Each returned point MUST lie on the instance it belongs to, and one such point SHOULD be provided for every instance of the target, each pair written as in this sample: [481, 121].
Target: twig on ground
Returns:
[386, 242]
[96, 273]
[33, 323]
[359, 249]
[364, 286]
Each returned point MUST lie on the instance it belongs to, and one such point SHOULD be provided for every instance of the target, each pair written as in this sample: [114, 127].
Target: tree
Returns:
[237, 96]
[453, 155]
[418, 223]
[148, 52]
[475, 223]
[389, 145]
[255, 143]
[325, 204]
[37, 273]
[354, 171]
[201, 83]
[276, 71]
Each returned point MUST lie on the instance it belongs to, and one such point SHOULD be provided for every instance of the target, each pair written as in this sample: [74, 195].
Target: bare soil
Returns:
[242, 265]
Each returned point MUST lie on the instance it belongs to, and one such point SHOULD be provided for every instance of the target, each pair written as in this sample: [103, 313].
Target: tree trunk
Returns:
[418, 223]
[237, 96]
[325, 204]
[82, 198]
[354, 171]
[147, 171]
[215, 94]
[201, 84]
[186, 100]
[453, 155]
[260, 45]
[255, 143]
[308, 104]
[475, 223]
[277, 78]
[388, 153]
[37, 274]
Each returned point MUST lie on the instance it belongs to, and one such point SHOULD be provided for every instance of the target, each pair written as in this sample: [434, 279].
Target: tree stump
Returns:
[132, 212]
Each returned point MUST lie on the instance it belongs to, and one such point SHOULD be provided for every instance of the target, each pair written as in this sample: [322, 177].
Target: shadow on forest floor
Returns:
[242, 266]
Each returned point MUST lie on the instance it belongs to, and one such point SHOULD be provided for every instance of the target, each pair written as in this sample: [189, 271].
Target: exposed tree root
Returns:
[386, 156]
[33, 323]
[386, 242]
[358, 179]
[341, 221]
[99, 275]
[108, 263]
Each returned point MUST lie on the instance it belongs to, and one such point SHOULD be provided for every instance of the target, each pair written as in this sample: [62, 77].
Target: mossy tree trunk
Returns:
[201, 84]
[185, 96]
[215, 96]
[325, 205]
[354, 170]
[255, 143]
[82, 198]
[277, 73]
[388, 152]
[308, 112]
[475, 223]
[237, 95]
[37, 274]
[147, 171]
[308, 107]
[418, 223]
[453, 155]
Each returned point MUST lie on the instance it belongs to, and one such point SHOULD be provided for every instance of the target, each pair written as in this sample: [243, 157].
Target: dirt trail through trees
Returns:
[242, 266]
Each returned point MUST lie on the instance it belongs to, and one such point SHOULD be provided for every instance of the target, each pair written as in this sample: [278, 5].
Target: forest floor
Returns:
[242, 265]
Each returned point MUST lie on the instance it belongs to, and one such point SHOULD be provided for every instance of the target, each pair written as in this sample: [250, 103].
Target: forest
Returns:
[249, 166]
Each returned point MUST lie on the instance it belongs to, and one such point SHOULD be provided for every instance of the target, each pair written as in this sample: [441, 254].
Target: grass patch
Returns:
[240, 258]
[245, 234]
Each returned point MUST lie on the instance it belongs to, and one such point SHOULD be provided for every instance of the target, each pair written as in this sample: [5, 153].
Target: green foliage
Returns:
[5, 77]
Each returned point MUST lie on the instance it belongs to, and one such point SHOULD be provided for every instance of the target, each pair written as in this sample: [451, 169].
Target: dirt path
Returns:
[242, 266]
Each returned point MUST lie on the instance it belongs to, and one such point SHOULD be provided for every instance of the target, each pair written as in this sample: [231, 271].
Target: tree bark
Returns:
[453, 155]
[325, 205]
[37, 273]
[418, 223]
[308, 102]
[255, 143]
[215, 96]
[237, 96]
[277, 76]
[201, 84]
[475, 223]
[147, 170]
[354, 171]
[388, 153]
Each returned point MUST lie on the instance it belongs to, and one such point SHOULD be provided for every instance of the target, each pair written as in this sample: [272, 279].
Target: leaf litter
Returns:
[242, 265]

**Exercise objective:**
Every entry in the listing must be retyped exactly.

**Answer:**
Each returned point MUST lie on the instance it belongs to, and one such point SHOULD be provided for every instance of the target, each pair written as in this sample: [481, 121].
Target: twig on ground
Returns:
[386, 242]
[96, 273]
[33, 323]
[359, 249]
[364, 286]
Each returned point MUST lie on the instance it belongs to, and one such point SHOULD be provided for every instance of the target, each pair written as in this sample: [114, 127].
Target: tree
Returns:
[237, 96]
[453, 155]
[418, 223]
[148, 52]
[475, 223]
[389, 145]
[255, 143]
[325, 204]
[37, 273]
[354, 171]
[201, 83]
[276, 71]
Each returned point MUST lie on the instance it belongs to, and one such point SHOULD be provided for every instance of the target, each pair written as in this sample: [74, 195].
Target: bare soil
Returns:
[242, 265]
Each returned point MUST lie on the instance it belongs to, and one such point SHOULD be provided for every instance of the target, each pair written as in this sample: [103, 313].
Target: tree trunk
Returns:
[418, 223]
[237, 96]
[325, 204]
[82, 198]
[354, 171]
[147, 171]
[215, 94]
[201, 84]
[186, 100]
[453, 155]
[260, 45]
[255, 143]
[308, 104]
[475, 223]
[277, 78]
[388, 153]
[37, 274]
Each returned point MUST lie on the instance it belongs to, and one such point SHOULD be provided for every instance of the target, each pair written as in this sample: [434, 279].
Target: tree stump
Returns:
[132, 212]
Each returned point MUST lie on the instance it belongs to, and one such point SHOULD be provided for every instance of the target, each pair written as in this sample: [322, 177].
Target: shadow on forest floor
Returns:
[242, 266]
Each returned point MUST lie on the instance it belongs to, and one such point SHOULD be provided for every instance of the target, each pair written as in this sample: [189, 271].
Target: exposed tree root
Returns:
[386, 156]
[33, 323]
[386, 242]
[358, 179]
[341, 221]
[99, 275]
[108, 263]
Each returned point MUST lie on the instance it belongs to, and one such point SHOULD be provided for every instance of the target, each pair written as in this sample: [62, 77].
Target: mossy tree trunk
Returns:
[201, 84]
[185, 96]
[215, 96]
[325, 205]
[354, 170]
[255, 143]
[82, 198]
[277, 73]
[388, 152]
[308, 112]
[475, 223]
[237, 95]
[37, 274]
[147, 171]
[308, 107]
[418, 223]
[453, 155]
Each returned point MUST lie on the instance it belongs to, and one such point SHOULD be provided for every instance of the target, each pair written as in this sample: [243, 157].
Target: dirt trail through trees
Returns:
[242, 266]
Each returned point MUST lie on the instance it belongs to, and one such point SHOULD be provided for every instance of the target, each pair written as in this sample: [278, 5].
Target: forest floor
Returns:
[242, 265]
Each returned point MUST lie on the instance it belongs to, and one such point SHOULD be provided for every instance of the target, each pair written as in this sample: [250, 103].
Target: forest
Returns:
[249, 166]
Each returned point MUST lie on the instance it belongs to, and one such point SHOULD be provided for every instance of the target, each pair written as in this sample: [441, 254].
Target: grass patch
Returns:
[240, 258]
[245, 234]
Each returned point MUST lie on the instance it belongs to, and one such point SHOULD be provided for every instance of the target, each pair written as in this sample: [5, 153].
Target: green foliage
Returns:
[5, 77]
Each returned point MUST lie on the instance it belongs to, and one such point SHOULD be provided for every instance of the target, each pair written as in this sample: [451, 169].
Target: dirt path
Returns:
[242, 266]
Each returned point MUST lie on the instance it belongs to, and one such point SHOULD be provided for every instance of the target, each pair written as in this sample: [231, 271].
Target: tree bark
Returns:
[453, 155]
[325, 205]
[37, 273]
[418, 223]
[308, 102]
[255, 143]
[215, 96]
[237, 96]
[277, 76]
[201, 84]
[475, 223]
[147, 170]
[354, 171]
[388, 153]
Each returned point MUST lie on the instance it belongs to, and one such point SHOULD be provided for every instance of the target, each pair written as in this sample: [272, 279].
Target: leaf litter
Returns:
[242, 265]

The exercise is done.